■ Objective: Pick out each line of the material below that contains the word "there", and copy those lines.

■ Exercise materials:
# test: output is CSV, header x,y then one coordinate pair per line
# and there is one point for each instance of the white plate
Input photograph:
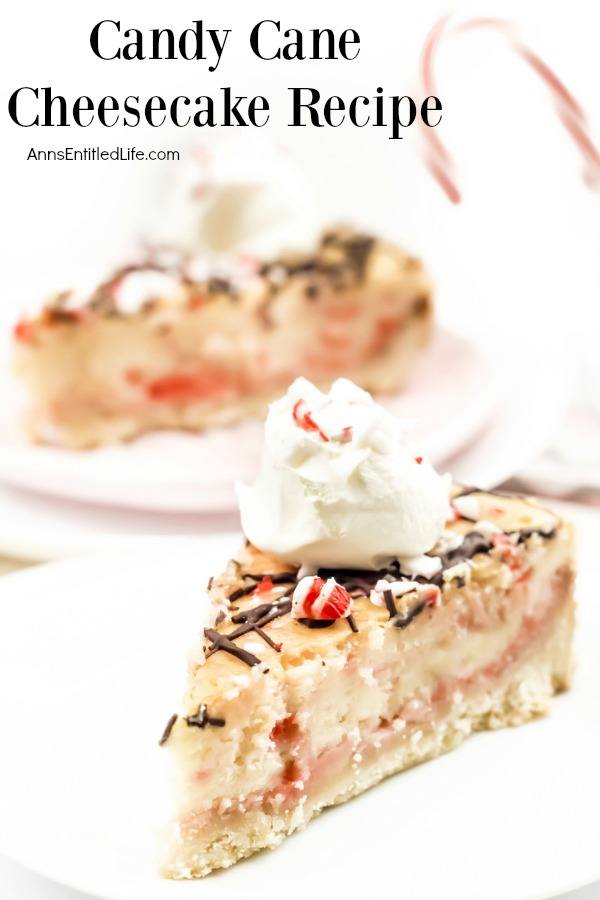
--
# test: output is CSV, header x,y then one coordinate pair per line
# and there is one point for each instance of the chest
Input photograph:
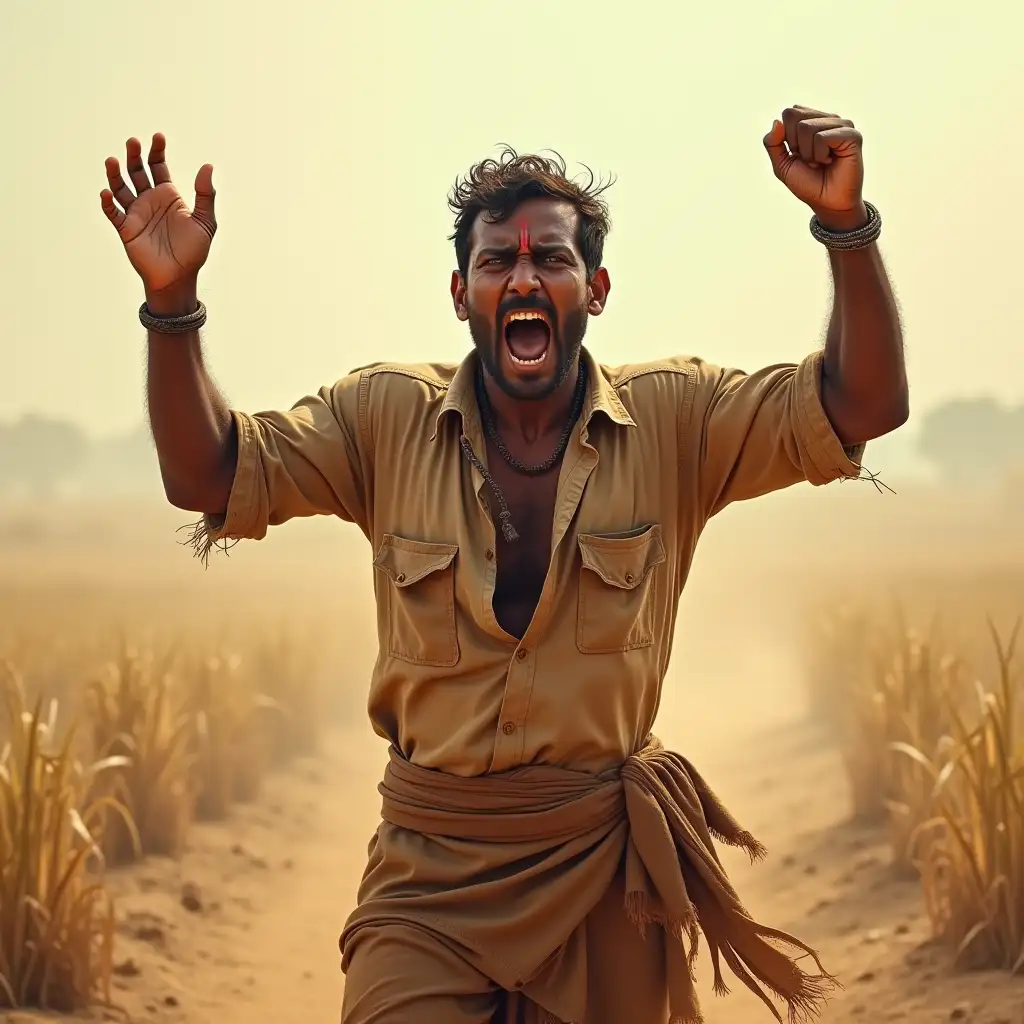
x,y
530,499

■ Task result:
# and there is one point for each instance of the white plate
# and there is one point for each instance of the chest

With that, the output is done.